■ **Requirement**
Please copy every one of the items below word for word, changing nothing in any line.

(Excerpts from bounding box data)

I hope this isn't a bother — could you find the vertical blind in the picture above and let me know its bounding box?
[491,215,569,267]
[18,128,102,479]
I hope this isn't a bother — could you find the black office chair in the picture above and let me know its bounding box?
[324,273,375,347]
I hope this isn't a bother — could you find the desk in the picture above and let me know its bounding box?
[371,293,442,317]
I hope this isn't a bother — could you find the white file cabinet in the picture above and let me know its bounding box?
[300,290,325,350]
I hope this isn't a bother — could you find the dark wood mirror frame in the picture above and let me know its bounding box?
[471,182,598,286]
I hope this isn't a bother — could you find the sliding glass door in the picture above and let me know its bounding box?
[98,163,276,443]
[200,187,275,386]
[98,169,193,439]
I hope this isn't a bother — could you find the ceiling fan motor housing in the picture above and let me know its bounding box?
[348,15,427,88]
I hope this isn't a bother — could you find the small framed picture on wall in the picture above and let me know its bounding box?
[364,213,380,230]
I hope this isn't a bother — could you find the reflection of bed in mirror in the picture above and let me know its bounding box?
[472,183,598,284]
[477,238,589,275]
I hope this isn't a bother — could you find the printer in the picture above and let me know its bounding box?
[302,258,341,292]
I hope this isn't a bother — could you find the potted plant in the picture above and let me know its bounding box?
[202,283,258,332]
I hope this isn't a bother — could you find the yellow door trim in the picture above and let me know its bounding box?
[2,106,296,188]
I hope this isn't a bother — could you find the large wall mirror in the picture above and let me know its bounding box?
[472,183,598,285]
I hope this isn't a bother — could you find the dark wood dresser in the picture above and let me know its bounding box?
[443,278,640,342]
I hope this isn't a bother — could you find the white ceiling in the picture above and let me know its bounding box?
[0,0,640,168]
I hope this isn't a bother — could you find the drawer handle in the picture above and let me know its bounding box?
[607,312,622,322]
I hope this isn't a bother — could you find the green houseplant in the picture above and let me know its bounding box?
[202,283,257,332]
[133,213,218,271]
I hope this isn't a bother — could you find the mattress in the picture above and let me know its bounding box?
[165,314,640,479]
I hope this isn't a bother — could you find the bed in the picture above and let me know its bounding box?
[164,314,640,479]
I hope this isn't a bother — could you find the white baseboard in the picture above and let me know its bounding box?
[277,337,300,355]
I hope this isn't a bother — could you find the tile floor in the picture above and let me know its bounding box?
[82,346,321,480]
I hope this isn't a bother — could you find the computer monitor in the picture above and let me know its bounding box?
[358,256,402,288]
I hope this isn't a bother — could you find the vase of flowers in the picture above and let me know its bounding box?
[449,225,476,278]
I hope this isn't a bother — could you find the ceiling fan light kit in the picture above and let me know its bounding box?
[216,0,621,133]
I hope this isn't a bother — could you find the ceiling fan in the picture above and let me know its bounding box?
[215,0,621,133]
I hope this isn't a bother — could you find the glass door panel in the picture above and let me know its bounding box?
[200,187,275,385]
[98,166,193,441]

■ **Output for this task**
I hope this isn't a bother — could you find the vertical blind in the picture above and let me know its bounding box?
[491,215,569,267]
[18,128,102,479]
I hope this isn't a bother — could you find the black office chair in the picture above and let me know its bounding box?
[324,273,375,347]
I hope this isn't a bother — could you find the desk in the picture above and let me know its bounding box?
[371,293,442,317]
I hope this isn't a bother — could you find the white file cabinet in the picture above and let me know its bounding box?
[300,290,325,350]
I hope this isn't a bother — could you find the dark wood mirror frame in the picture above and let me know its bounding box?
[471,182,598,286]
I hope this isn't a bother — could you find the sliding glass door in the picture above and let me know its bounding box?
[98,163,276,443]
[200,187,275,386]
[98,169,193,439]
I hope this isn't a bother — could you find the ceiling fan motor housing in the picture above and let me know its bounding box?
[348,15,427,88]
I hope this isn't a bother — could you find the small framed picture on wall in the picture above and let me know its bounding box?
[364,213,380,230]
I hope this isn't a bother — could you find the reflection of bed in mirror in the picture above and let me know its bounding box?
[472,183,598,284]
[477,238,589,275]
I hope this isn't a bother — could you find the printer in the picture above and let me know its bounding box?
[302,258,341,292]
I hope this isn't a bother — could you find the potted plant in the picture above and let me know its bounding box?
[202,283,258,332]
I hope this isn't a bother — could you find the yellow door trim in the picture above and let me know its bounding box?
[2,106,296,188]
I hope this isn't a bother — could you find the large wall mirror in the picture above and let me know its bounding box?
[472,183,598,285]
I hope this isn't a bother — could you find the dark wood dresser in the picture above and let me know its bounding box?
[443,278,640,342]
I hope this isn't a bother — could you find the white ceiling in the picture above and let me know its bounding box?
[0,0,640,168]
I hope this isn't a bother — could you find the drawer handle in the picture above and let me know its bounding box?
[607,312,622,322]
I hope this isn't a bother — could you find the green houseplant in the picture above and let me know its bounding box?
[202,283,257,332]
[133,213,218,271]
I hope this isn't a bother — could you find the mattress in the picture above and let me know its bounding box?
[165,314,640,479]
I hope this isn't a bother — could you find the bed in the picture above and let me know its bounding box?
[164,314,640,479]
I hope this isn't a bother — could you find the white baseboard in the picture above and let me know its bounding box?
[277,337,300,355]
I hope this isn't a bother — could you find the tile floor in the picture above and let me know its bounding box?
[82,346,321,480]
I hope this isn't a bother — could you find the computer monitor in the picture above and let me know its bounding box?
[358,256,402,288]
I hope this isn't a bother — could you find the vase of flowers in the picture above and let me know its bounding box?
[449,225,476,278]
I hope this isn't a bother — could you find the ceiling fan light kit in the picture above and let me know its bounding box?
[216,0,621,133]
I hope this isn't a bother — could you find the ceiling fan in the picture above and let me know its bounding box?
[215,0,621,133]
I hope this isn't a bother — could you find the glass door panel in the picture above and let me know its bounding box?
[200,187,275,385]
[98,166,193,441]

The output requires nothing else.